___ TEXTO FORNECIDO

Médiuns estáticos e médiuns naturais


Médiuns estáticos e médiuns naturais
Luciano dos Anjos
Reformador (FEB) Abril 1962

Não é o primeiro companheiro de doutrina que nos adverte quanto ao comportamento do médium durante as sessões práticas. Tínhamos a advertência à conta de ponto de vista pessoal e, embora discordássemos, mantínhamos respeitoso silêncio. O comentário que faz critica deve ser sempre muito bem dosado e antes de tudo oportuno, a fim de não gerar decepção. Esta é a maior inimiga da Doutrina, principalmente com relação aos que começam e julgam estar procedendo admiravelmente bem. Abatem-se profundamente e sabem que um confrade presumivelmente tão equilibrado no seu proceder cometeu falta grave; ou, que seu raciocínio, que supunham perfeito, peca pelo desconhecimento de novos dados, antes não compulsados e que encerram verdade mais ampla. É preciso ter cautela para não conduzir o neófito à decepção. Importa inicialmente fortalecer em seu espírito a fé na Doutrina e só depois de senti-lo forte conduzí-lo a outros caminhos, ainda que diametralmente opostos aos que vinha seguindo, desde que seu equívoco seja de forma apenas e não de conteúdo, caso este em que, só então, nosso dever impõe outros modos de ação orientadora. Por isso ouvimos sempre com humildade as admoestações esporádicas de um ou outro companheiro. Agora, entretanto, aqui estamos dedilhando a máquina para tratar de público o assunto. É que as coisas caminham para uma espécie de generalização, cujos resultados não poderão ser os mais auspiciosos. Já são muitos que nos falam do mesmo problema, encarando-o erradamente. E companheiros experimentados, conhecedores do fenômeno espírita, práticos da mediunidade. Afinal, que estará acontecendo? Donde nascem esses dogmas tolos que não melhoram nem pioram o médium? Porque o mau hábito de se criar regrinhas para as sessões chamadas de desobsessão, quando elas devem transcorrer com simplicidade, acima de tudo com normalidade? O desvirtuamento, que agora se generaliza, obriga-nos ao comentário a que até então nos furtávamos.

______

Segundo o texto sobre médiuns estáticos e médiuns naturais, qual é a maior inimiga da Doutrina?

___ DADOS BRUTOS

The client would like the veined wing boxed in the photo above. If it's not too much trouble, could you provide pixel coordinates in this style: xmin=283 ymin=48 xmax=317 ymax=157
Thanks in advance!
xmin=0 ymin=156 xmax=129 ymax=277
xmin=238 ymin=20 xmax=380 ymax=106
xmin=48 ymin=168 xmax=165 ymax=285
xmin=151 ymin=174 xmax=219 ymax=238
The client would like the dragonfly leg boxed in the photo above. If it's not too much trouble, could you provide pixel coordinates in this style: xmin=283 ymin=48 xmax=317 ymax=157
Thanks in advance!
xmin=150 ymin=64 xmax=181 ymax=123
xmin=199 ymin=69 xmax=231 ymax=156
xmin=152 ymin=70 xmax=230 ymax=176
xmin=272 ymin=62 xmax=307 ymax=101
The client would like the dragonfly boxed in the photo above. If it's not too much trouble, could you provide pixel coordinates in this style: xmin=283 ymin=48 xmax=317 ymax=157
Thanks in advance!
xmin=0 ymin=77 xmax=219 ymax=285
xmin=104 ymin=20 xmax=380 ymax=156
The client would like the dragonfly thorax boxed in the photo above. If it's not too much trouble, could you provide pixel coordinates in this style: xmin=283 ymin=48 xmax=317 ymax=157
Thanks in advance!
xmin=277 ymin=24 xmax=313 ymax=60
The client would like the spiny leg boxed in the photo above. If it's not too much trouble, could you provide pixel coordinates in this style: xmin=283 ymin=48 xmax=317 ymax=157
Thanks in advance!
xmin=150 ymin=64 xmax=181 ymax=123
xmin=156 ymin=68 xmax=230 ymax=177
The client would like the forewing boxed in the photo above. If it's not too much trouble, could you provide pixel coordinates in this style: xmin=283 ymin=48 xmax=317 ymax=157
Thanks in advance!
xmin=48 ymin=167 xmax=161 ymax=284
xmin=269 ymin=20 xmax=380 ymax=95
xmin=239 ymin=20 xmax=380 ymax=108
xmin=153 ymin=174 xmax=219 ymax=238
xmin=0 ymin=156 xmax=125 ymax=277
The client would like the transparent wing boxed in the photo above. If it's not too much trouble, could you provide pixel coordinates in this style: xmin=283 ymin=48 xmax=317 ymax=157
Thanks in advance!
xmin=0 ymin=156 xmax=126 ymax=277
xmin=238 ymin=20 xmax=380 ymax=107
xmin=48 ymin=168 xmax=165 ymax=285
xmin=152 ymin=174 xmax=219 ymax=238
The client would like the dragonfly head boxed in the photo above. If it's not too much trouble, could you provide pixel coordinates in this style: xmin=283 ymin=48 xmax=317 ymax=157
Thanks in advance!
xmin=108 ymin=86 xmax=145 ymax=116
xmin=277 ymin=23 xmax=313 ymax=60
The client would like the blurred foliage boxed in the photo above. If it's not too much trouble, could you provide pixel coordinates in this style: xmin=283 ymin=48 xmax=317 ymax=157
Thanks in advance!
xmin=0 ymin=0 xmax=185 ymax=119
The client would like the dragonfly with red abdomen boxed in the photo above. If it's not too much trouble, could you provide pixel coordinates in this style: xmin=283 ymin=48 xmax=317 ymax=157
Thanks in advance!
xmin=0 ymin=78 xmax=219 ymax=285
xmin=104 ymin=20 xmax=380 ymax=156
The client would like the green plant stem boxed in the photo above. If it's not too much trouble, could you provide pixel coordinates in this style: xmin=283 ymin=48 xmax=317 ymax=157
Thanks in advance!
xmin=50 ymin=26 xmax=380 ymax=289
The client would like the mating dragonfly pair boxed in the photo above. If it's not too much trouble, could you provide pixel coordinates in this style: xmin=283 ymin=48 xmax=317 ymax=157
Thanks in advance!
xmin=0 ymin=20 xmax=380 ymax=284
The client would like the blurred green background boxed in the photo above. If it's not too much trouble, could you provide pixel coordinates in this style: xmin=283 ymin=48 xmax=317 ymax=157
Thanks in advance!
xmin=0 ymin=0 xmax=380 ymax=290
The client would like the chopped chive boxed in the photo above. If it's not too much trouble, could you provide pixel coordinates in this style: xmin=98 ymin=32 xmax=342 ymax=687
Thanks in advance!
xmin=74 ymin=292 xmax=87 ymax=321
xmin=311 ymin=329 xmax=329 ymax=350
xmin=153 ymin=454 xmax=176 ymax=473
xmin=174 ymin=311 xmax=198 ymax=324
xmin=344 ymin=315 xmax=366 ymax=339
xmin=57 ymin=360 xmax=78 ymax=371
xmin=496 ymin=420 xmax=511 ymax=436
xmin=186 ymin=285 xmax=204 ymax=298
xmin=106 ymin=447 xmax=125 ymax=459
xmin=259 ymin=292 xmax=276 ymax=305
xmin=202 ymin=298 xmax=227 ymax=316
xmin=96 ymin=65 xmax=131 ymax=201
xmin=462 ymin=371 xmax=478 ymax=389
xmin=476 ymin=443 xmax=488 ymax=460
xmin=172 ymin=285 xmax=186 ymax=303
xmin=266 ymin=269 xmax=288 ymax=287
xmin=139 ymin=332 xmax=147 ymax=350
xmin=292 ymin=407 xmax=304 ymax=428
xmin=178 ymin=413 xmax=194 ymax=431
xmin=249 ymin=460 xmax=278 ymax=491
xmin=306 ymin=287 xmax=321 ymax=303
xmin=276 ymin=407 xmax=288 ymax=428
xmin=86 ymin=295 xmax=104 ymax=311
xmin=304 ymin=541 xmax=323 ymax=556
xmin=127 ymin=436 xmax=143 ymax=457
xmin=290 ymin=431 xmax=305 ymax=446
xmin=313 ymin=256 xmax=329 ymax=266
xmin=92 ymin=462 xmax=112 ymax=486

______

### RESPOSTA COMPLETA
A decepção.